Power Players

Ray Dalio's advice for graduates: Realize 'you know virtually nothing' about being successful outside of school

Share
Ray Dalio, Bridgewater Associates Founder, President & CIO.
Anjali Sundaram | CNBC

Young people who have just graduated from college and are heading into the professional world need to remember that they are traversing from one system to another, and they know "virtually nothing about what it's like" to be successful in the real world.

So said billionaire hedge fund financier Ray Dalio in a tweet on Monday

"You're about to enter the beginning of the second phase of your life, which is totally different than the first," Dalio said. "You need to learn what it's like and how to be great at it."

TWEET

Dalio himself was a poor student in high school.

"I did terribly in high school. I hated high school. I just wouldn't study," Dalio said in an interview with the Academy of Achievement in Washington D.C. "I barely got into a college." 

But Dalio did better in college because he could pick classes that interested him. "Then it was exciting. I loved it," he told the Academy of Achievement, a non-profit organization that brings successful individuals into contact with young people. "So I did very well in college and then I went to Harvard Business School."

Dalio received a Bachelor of Arts from Long Island University and a Master of Business Administration from Harvard.

Dalio went on to start the hedge fund Bridgewater Associates out of his two-bedroom apartment in New York City in 1975 and is currently worth $18 billion, according to Forbes

The transition from doing well in school to making a difference in the world outside of academics requires a shift in mindset, according to Dalio. 

"For most people, you go to school, they tell you what class to go to, what classes to take. This goes on all the way through university.  'Do this, do this, do this…' and then you go into the class and they say, 'Learn this,' and, 'This is the information,' and it's a largely memory-based and instructional-based process," Dalio told the Academy of Achievement.

But wildly successful people who "shape" the world outside of school have "a strong, strong desire to understand and make sense of reality," he said. "So they're all very independent-thinking and, and rebellious. They don't mind saying, 'Screw you. This is what makes sense and I've got to go down that path.'"

» **Request 1**
Answer these questions using the article on Ray Dalio's advice for graduates:
(a) What degree did Dalio receive from Long Island University?
(b) Where and in what year did Dalio start Bridgewater Associates?
(c) How does the article describe the Academy of Achievement?
» **Request 2**
Please go on with the article on Ray Dalio's advice for graduates, starting after its final sentence.

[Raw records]

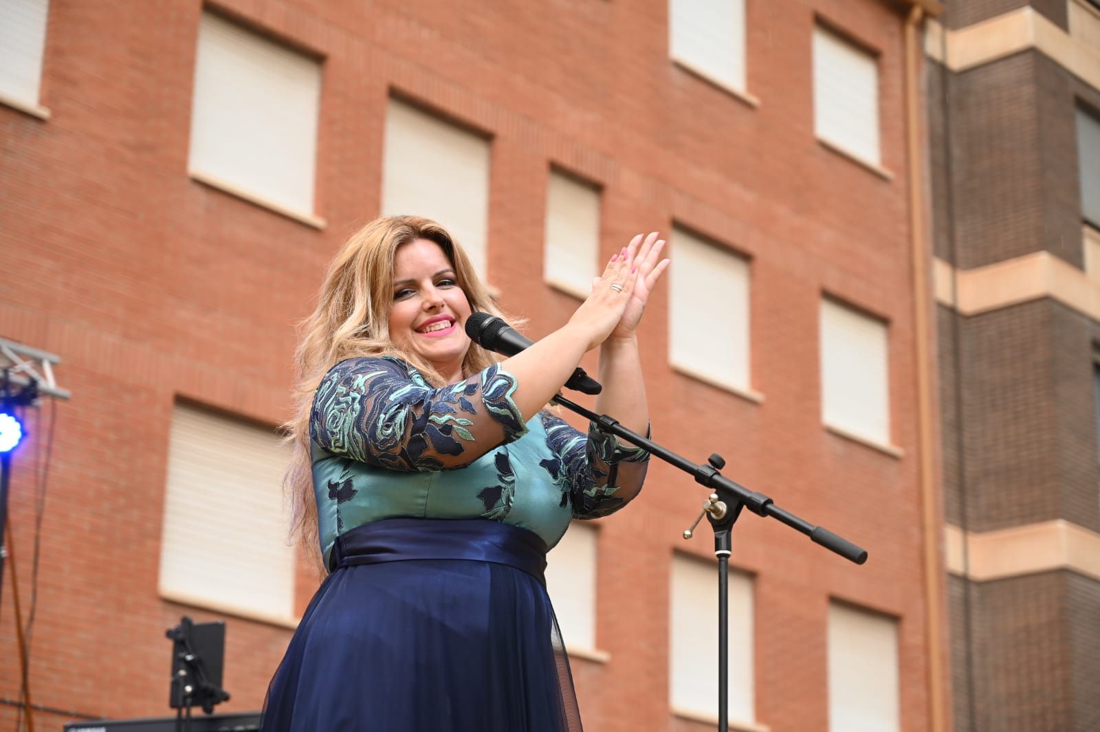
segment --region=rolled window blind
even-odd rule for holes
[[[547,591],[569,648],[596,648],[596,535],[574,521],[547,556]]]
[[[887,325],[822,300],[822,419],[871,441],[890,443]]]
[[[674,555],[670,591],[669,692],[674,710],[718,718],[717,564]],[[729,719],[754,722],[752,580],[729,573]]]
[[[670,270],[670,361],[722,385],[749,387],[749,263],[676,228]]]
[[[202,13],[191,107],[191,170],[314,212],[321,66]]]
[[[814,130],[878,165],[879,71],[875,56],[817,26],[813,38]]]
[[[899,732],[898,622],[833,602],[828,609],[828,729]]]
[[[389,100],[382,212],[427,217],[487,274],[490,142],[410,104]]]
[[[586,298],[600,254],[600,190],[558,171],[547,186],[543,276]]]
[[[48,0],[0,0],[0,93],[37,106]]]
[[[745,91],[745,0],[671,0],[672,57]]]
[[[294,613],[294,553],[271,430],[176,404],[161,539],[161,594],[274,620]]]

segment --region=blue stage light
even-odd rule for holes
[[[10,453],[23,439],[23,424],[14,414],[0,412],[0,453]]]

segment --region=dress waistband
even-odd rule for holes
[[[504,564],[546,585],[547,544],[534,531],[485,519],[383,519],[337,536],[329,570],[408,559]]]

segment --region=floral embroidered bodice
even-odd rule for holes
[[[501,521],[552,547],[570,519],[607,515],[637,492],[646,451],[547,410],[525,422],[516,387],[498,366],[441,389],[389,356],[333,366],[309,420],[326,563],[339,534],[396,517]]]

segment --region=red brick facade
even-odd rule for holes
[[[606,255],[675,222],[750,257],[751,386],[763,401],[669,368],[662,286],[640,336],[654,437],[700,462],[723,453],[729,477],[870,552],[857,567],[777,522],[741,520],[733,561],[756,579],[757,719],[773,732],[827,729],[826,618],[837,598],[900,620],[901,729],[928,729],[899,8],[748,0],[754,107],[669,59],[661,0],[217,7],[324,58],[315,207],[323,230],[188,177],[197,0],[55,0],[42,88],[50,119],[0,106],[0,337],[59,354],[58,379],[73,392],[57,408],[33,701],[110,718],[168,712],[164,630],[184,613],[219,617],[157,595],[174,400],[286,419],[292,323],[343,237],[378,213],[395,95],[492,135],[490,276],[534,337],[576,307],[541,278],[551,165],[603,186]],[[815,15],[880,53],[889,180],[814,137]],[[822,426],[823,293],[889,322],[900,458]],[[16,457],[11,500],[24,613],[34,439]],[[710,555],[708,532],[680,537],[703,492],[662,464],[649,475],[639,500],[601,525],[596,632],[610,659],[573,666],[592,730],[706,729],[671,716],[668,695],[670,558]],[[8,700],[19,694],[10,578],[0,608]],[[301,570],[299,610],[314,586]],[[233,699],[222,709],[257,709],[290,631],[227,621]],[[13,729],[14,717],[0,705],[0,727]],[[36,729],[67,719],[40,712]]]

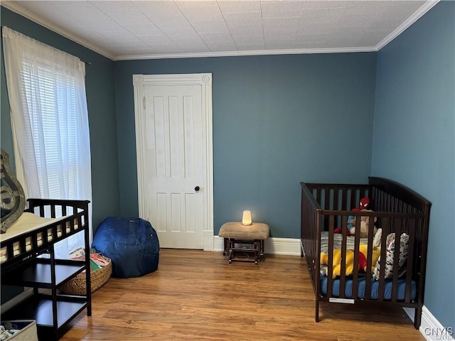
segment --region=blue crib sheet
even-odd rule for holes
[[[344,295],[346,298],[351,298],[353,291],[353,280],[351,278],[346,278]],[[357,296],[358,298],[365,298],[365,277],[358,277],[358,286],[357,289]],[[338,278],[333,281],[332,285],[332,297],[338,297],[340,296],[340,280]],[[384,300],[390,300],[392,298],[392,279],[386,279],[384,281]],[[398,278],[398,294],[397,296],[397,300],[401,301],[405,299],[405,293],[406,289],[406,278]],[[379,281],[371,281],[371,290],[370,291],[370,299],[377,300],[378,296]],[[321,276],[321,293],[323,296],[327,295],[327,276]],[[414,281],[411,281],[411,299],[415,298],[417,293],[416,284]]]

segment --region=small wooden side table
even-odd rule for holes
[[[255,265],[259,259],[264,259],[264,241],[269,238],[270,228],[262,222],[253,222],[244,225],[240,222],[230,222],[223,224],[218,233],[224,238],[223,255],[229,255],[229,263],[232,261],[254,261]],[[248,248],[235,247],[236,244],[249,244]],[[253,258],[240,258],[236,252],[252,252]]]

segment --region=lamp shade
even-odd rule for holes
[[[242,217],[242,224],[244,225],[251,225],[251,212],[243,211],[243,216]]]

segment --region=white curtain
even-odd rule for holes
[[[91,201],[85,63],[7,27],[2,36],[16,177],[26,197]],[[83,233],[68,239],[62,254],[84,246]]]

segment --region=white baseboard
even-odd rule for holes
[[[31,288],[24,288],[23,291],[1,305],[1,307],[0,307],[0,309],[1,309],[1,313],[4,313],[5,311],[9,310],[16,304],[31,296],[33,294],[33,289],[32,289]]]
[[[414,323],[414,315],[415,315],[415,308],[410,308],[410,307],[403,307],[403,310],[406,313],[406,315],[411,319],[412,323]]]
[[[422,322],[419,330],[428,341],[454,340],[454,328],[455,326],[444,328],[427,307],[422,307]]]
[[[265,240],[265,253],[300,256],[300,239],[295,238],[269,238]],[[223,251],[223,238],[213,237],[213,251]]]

* * *

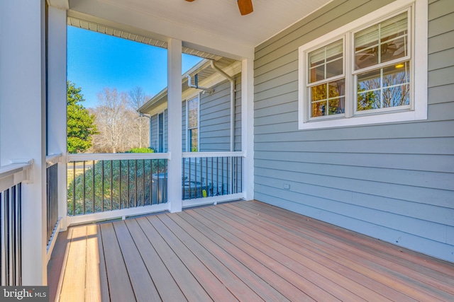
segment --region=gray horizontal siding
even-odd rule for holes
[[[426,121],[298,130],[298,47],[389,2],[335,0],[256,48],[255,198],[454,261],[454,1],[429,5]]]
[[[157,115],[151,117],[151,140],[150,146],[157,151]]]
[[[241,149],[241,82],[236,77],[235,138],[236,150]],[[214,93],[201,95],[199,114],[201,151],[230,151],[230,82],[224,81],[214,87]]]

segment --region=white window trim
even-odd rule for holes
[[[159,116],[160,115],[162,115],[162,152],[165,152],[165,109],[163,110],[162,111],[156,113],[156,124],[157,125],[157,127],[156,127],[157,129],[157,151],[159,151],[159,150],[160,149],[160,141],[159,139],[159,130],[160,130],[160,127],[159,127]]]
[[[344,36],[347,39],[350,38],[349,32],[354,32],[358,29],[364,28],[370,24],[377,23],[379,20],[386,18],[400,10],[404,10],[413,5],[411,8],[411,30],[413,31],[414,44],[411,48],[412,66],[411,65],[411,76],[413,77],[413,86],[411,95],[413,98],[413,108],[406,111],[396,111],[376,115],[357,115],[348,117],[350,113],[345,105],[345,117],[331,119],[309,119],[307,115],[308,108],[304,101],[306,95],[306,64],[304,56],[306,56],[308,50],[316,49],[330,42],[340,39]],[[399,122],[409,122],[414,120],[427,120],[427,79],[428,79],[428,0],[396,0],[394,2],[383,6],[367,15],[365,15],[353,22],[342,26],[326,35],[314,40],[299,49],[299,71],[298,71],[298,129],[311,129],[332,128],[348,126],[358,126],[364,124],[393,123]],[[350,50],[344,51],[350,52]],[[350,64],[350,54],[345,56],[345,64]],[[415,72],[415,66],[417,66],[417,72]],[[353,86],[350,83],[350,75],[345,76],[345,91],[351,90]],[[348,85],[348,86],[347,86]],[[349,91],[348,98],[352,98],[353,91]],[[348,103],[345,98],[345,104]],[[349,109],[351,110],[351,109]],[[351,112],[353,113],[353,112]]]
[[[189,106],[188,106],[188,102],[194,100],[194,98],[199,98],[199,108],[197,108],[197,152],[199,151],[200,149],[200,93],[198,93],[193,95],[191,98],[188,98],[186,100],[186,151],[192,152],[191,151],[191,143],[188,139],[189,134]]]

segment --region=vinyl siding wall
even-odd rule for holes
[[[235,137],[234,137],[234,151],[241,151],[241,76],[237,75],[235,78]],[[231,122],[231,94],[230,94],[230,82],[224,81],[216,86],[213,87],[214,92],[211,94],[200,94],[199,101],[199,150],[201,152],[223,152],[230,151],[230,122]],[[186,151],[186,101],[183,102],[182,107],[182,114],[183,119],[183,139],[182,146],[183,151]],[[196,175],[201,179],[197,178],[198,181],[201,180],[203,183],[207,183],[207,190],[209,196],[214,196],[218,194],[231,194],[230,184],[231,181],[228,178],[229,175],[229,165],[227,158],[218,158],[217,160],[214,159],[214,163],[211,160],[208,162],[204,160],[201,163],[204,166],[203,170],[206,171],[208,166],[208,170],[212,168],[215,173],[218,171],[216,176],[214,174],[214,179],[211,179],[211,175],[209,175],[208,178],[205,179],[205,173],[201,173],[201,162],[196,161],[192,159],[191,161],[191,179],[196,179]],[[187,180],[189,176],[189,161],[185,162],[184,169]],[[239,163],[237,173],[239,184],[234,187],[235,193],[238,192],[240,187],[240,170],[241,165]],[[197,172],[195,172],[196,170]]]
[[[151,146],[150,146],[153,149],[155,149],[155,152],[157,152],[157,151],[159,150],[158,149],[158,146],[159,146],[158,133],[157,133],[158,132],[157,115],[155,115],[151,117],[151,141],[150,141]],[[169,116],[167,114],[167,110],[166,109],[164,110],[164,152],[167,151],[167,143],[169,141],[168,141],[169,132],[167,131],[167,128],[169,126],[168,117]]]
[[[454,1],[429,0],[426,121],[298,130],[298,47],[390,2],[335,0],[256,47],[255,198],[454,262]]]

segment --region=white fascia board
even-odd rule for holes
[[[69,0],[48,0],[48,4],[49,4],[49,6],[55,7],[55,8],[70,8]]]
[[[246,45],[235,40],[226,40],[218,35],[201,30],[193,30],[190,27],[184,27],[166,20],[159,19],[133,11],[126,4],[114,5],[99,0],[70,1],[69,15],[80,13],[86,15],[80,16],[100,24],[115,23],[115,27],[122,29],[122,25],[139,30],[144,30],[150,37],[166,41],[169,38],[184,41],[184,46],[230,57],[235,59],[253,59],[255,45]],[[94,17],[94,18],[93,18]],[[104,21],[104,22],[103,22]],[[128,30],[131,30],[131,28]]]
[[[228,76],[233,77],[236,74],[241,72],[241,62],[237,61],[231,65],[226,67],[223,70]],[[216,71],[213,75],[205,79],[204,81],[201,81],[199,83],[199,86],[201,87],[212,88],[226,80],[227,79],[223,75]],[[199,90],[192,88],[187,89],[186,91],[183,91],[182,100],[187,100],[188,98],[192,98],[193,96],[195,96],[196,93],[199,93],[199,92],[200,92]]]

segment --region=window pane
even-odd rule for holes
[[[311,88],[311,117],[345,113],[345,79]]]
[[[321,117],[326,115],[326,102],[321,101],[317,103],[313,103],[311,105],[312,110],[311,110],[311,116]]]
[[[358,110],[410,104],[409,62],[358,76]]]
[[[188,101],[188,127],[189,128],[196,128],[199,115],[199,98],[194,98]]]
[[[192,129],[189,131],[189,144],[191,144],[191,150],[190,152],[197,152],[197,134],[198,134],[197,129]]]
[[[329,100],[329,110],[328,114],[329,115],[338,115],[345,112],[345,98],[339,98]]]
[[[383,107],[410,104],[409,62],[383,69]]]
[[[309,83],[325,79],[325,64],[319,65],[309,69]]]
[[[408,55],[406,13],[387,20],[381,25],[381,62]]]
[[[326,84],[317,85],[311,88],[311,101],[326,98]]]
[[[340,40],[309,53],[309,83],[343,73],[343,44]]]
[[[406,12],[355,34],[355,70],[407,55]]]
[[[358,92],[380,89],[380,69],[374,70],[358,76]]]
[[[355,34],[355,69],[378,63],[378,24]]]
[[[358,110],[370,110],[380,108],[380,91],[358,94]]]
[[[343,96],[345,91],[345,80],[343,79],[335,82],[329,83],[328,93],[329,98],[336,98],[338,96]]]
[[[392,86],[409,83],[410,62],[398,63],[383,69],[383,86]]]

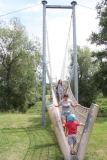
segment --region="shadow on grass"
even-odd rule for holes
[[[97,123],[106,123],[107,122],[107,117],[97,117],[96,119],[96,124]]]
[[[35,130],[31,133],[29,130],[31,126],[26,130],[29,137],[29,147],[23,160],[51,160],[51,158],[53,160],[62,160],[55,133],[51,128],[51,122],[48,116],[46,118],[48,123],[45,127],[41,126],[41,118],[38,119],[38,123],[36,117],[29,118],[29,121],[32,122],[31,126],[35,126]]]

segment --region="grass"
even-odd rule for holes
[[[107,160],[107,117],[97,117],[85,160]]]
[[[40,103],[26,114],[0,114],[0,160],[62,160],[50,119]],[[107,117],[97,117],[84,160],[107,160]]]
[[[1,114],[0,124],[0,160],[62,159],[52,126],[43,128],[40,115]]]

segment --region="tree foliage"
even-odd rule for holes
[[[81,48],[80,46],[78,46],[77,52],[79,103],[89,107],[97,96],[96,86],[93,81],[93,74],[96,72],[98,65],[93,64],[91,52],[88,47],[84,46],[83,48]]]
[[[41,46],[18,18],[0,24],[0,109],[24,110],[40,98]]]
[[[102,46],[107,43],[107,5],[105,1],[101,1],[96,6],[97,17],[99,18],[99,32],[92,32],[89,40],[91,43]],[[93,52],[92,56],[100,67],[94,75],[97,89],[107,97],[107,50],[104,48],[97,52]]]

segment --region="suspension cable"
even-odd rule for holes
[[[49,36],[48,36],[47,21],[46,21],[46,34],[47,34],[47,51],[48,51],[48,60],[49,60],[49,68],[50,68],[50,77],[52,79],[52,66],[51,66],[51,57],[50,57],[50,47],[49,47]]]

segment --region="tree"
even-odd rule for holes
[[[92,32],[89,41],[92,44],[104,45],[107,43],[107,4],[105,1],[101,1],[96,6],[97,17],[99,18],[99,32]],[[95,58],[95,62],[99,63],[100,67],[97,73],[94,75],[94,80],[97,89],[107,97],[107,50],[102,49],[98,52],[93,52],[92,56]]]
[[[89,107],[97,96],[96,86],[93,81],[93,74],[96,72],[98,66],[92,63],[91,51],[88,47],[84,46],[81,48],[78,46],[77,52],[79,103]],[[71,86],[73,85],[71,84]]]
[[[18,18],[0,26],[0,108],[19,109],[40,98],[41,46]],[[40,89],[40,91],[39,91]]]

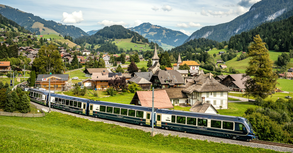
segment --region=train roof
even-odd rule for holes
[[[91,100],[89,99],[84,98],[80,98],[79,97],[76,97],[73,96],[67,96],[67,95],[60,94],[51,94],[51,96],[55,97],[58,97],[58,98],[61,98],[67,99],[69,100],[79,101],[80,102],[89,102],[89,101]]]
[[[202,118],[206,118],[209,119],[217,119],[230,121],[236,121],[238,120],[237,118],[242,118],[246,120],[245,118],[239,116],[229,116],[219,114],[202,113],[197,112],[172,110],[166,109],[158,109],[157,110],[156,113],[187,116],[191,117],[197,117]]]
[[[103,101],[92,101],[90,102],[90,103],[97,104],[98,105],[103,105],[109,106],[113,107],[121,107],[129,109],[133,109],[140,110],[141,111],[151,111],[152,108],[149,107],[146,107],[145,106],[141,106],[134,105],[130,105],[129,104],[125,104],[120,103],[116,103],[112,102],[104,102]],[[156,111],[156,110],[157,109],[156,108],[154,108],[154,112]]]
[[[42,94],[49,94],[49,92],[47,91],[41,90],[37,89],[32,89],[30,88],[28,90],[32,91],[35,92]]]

---

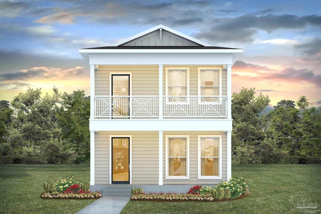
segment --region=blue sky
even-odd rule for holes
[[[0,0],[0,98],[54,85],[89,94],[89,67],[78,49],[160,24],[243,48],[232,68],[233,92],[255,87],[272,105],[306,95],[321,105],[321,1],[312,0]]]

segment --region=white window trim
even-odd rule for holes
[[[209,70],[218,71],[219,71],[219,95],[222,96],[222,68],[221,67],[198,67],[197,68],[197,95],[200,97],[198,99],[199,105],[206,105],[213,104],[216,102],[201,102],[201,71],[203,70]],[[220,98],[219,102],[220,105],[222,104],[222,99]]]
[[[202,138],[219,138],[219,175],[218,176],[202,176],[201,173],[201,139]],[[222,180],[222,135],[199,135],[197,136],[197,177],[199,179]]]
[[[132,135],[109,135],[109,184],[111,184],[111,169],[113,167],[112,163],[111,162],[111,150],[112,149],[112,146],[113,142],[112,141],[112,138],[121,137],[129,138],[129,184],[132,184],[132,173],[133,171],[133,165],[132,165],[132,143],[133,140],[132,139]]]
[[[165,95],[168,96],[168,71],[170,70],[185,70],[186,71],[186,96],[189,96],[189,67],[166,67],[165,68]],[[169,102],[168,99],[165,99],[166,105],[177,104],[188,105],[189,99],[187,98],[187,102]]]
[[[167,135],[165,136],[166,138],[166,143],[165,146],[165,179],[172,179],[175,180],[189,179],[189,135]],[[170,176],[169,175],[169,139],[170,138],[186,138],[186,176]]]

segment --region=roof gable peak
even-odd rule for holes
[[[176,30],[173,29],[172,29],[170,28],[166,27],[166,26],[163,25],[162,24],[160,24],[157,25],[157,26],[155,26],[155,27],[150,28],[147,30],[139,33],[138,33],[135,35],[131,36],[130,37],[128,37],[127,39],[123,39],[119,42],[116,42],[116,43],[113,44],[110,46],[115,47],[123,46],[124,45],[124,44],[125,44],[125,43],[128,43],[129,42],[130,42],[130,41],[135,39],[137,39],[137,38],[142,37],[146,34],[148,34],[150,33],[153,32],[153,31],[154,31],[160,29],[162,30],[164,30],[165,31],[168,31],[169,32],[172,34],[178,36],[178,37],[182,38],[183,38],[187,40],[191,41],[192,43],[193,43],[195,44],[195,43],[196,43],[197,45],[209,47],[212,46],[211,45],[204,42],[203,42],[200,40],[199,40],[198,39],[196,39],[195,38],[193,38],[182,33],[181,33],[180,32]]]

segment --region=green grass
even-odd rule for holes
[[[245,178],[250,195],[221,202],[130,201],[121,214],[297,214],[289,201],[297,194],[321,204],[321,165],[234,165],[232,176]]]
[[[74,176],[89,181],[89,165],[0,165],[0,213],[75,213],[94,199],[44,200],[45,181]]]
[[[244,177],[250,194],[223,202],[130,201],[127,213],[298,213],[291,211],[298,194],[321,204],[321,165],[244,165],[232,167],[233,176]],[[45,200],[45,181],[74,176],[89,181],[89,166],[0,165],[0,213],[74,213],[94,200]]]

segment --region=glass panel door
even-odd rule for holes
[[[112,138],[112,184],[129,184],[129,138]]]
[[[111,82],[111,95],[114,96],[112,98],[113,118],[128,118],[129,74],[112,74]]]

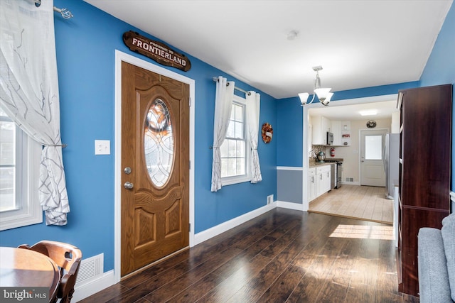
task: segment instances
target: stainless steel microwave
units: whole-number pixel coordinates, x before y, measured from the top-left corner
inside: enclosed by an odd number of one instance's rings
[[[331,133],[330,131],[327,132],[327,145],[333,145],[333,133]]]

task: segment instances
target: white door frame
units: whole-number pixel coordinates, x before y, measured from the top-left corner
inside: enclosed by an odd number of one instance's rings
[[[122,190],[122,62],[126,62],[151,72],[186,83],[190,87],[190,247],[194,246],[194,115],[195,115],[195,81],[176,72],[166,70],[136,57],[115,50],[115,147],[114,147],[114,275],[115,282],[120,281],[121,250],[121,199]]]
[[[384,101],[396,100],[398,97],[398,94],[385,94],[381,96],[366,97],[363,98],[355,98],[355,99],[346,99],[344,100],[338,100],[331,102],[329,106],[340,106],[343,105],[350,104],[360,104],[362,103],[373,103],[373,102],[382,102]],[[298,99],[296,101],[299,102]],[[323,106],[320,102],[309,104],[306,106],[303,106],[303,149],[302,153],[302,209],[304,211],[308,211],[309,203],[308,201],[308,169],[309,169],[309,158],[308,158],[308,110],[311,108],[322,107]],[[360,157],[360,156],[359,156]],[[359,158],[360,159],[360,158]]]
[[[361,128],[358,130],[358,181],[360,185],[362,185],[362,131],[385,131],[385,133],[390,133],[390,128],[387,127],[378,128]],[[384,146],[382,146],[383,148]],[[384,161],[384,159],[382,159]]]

» **Exercise result 1**
(a) A Bachelor of Arts.
(b) In his two-bedroom apartment in New York City, in 1975.
(c) As a non-profit organization that brings successful individuals into contact with young people.

» **Exercise result 2**
They also thrive in uncertainty.

"They're comfortable with ambiguity. They love ambiguity. Some people don't like ambiguity. Most people, they say, 'I'm nervous about ambiguity.' They love to go in the space of what's ambiguous, because that's where the discovery is."

Dalio also reminds grads that "failure is part of a learning process."

"What's the risk of failure? What, you'll be embarrassed? ... How do you distinguish failure from learning? ... If it's part of a  'You're failing and then you learn,' then that learning is part of the moving forward. So that is what the process is like. Fail, learn, move forward," Dalio told the Academy of Achievement.

TWEET

While achieving extreme success in the professional world requires different skills than achieving success in a classroom, according to Dalio, that is not to say that an education is not important. 

Broadly speaking, more educational achievement is associated with making more money and lower levels of unemployment, according to federal government data. Those with a doctorate degree had an unemployment rate of 1.1% as of September, according to the Bureau of Labor Statistics, and a median weekly earnings of $1,883. Those who have not graduated from high school had an unemployment rate of 5.4% as of September and a median weekly earnings of $592, according to the Bureau of Labor Statistics. 

And an April 2018 paper from the World Bank Group reviewed 1,120 estimates of the value of education in 139 countries and found "rate of return to one extra year of schooling is about 9 percent a year and very stable over decades," the paper said.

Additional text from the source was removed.